# Document section

Data Formats for Row-Oriented Processing

June 26, 2023
Rss Fetcher

The combination of pandas and parquet is the backbone of many data pipelines. However, it can, at times, be a badly performing solution. I would like to show one such case here.

Introduction

Pandas and parquet are both primarily column-oriented/analytical tools. They shine the most when your pipeline is, for example, an aggregation of columns like return df.col1.sum(), df.col2.mean(), df.col3.nunique(), etc., and your data is just numbers. This is because parquet stores data by columns, and you can exploit columnar filters and pandas laying out data in memory by columns and running vectorized operations on them — avoiding both GIL and Python object overhead.

What are examples of pipelines that are row-oriented? A prime one is the building of features — for every row. You want to take the columns, combine/transform them in some way, and output a full row. Thus, the columnar layout gives you more cache misses and does not vectorize well anyway. Numpy is more open-minded regarding memory layout, but then it is less happy with heterogeneous data, e.g., when your data is more than just a numerical matrix.

# Short exercise 1
Answer these from the article on data formats:
(a) Which two tools does it call the backbone of many data pipelines?
(b) Which two kinds of overhead do vectorized column operations in pandas avoid?
(c) What does it name as a prime example of a row-oriented pipeline?
# Short exercise 2
Reproduce the passage of the article on data formats starting with "June 26, 2023" and going on through "Python object overhead.".
The material after this point is separate from the article on data formats.

# Dataset excerpt
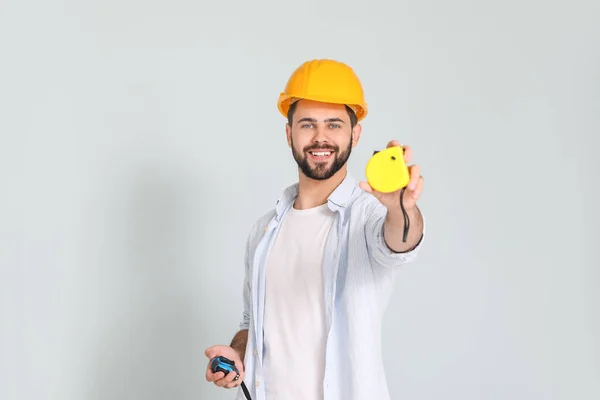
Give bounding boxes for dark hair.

# Correct output 1
(a) Pandas and parquet.
(b) GIL overhead and Python object overhead.
(c) Building features for every row.

# Correct output 2
June 26, 2023
Rss Fetcher

The combination of pandas and parquet is the backbone of many data pipelines. However, it can, at times, be a badly performing solution. I would like to show one such case here.

Introduction

Pandas and parquet are both primarily column-oriented/analytical tools. They shine the most when your pipeline is, for example, an aggregation of columns like return df.col1.sum(), df.col2.mean(), df.col3.nunique(), etc., and your data is just numbers. This is because parquet stores data by columns, and you can exploit columnar filters and pandas laying out data in memory by columns and running vectorized operations on them — avoiding both GIL and Python object overhead.